- ACTIVITY: Below are the entries. Transcribe exactly the lines from the one with "Task: give one point on each instance of the red" through the one with "Task: give one point on each instance of the white sleeveless", ends included, and leave out all others.

- DATASET RECORDS:
= Beginning of Section =
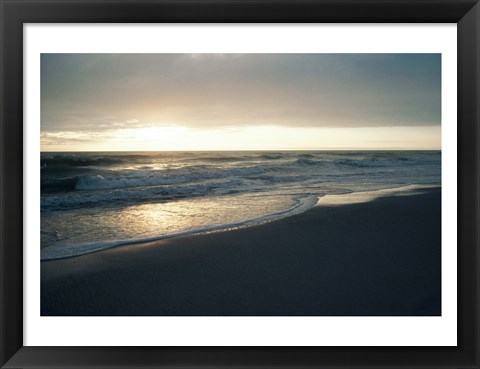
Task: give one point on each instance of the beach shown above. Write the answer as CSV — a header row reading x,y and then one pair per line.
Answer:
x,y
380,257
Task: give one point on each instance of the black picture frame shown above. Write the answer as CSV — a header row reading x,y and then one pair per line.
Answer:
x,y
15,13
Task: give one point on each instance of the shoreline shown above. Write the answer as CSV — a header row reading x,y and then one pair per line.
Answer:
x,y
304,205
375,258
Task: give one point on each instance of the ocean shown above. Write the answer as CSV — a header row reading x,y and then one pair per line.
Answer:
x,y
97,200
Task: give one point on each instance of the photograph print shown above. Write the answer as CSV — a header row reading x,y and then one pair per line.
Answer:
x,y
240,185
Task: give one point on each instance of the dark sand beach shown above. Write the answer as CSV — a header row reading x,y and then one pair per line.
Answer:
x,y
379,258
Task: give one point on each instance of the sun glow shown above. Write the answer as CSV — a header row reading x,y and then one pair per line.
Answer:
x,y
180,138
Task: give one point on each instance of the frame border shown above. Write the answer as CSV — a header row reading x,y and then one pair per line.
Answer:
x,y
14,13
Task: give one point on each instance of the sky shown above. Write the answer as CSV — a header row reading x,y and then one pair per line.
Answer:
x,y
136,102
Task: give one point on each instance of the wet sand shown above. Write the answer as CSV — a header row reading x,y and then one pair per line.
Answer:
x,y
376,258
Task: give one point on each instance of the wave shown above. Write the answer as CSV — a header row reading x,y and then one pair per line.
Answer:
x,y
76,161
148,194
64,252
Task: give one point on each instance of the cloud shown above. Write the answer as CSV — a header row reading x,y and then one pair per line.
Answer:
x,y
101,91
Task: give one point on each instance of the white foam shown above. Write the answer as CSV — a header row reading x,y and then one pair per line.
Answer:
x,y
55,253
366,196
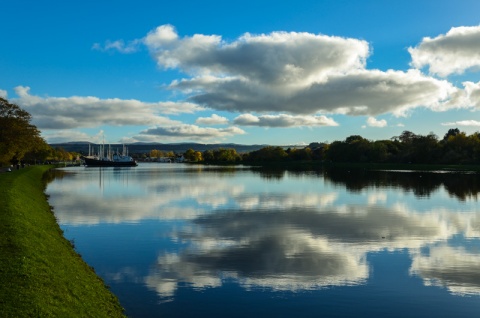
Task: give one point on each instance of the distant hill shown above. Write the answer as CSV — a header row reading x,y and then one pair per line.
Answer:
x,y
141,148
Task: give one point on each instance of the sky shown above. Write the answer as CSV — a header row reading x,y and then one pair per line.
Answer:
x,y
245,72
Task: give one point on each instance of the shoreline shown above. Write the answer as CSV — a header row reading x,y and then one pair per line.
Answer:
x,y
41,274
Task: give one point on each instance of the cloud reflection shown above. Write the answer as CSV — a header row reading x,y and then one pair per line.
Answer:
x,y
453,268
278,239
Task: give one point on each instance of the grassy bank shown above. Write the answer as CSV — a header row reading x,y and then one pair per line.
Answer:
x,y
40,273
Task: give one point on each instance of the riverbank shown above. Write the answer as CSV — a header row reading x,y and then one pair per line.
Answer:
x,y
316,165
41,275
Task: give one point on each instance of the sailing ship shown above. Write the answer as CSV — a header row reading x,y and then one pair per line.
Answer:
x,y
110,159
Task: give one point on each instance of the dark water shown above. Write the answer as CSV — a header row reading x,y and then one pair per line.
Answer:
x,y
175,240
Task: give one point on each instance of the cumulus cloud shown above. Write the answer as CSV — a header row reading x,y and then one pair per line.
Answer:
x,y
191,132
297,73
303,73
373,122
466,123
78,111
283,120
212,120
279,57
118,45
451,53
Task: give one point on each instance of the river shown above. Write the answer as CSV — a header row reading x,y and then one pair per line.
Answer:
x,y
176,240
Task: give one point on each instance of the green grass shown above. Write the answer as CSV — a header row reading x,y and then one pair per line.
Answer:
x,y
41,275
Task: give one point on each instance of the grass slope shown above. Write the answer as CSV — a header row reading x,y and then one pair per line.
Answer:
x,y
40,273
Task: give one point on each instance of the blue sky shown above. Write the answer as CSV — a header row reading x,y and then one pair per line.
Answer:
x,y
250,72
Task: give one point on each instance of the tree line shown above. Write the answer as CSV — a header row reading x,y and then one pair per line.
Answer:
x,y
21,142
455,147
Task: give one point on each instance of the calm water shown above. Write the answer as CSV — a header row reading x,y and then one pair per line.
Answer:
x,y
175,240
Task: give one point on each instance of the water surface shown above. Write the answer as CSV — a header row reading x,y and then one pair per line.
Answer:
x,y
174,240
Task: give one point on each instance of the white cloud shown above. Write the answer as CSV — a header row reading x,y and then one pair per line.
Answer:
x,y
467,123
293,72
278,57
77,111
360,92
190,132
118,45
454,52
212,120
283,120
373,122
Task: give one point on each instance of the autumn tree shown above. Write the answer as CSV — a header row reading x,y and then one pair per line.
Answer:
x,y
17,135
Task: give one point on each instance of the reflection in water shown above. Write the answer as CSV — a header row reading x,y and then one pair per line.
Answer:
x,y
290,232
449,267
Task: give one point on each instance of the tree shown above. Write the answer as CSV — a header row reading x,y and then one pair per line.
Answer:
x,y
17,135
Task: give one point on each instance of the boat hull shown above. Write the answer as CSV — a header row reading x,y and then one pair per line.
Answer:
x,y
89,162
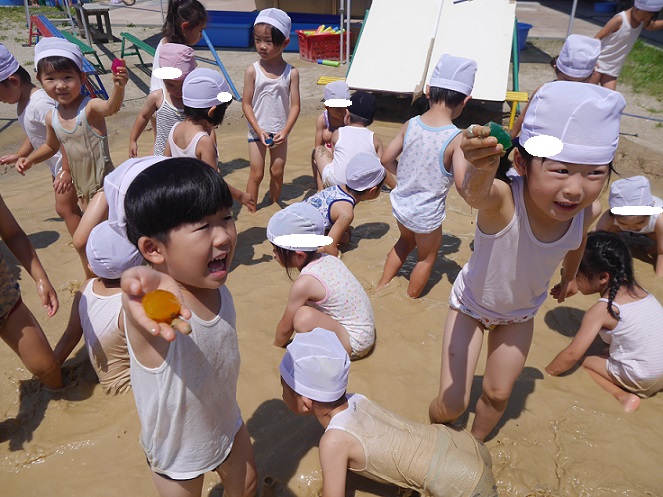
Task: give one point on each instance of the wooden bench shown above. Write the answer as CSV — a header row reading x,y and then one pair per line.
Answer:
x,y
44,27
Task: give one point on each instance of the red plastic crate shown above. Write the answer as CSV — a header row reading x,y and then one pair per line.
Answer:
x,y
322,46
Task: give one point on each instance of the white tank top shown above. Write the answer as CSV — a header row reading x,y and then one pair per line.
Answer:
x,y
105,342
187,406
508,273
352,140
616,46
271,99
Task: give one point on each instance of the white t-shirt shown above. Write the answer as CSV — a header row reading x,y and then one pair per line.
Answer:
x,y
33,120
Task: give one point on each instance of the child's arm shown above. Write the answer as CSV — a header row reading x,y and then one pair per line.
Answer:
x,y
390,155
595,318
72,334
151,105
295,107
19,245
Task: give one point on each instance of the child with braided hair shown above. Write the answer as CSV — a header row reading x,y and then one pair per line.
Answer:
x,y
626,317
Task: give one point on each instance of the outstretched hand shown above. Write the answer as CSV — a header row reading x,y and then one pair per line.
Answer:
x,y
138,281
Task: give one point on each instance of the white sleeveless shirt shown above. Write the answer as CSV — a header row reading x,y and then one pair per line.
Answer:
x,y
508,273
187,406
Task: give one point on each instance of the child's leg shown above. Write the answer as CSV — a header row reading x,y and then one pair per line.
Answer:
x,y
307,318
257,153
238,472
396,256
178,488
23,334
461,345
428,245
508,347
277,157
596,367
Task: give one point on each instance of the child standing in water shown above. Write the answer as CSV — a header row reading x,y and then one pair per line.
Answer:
= End of Section =
- EXERCISE ANSWER:
Task: give one point on each instance of the red plastic crate shown above. Write the answer as CSV — a header row reading x,y and then one pair per line.
Answer:
x,y
322,46
Task: give one point on each instance of the white tank top shown above. Write the answer as CSV — a header row reading x,y and then one pair per line.
Answer:
x,y
105,342
187,406
508,273
352,140
616,46
271,99
Task: give one point on each instance of the white t-shirt shown above. Write the answer as CSV — a header row reading x,y and then one pair per line.
Answer:
x,y
33,120
Task: give one point on each instance of the child's arm shown above. Write the answer as CSV — a header row reading x,y and then one pair per line.
Answer:
x,y
390,155
595,318
72,334
151,105
295,107
19,245
Task: give one point on each instance of the child with braided hair shown above. Write the answer as CSV — a header row reading x,y and then one pair per line.
Answer:
x,y
626,317
Task: give one point on each instance of the outstretched hand shown above. Write the answer as CSV — a header row reading x,y and then one pair per line.
Answer:
x,y
138,281
Task: give one point on each instance of the white sleeveless shirt shown above. Write the answer as CSV — a header row reading x,y and then one pair per line.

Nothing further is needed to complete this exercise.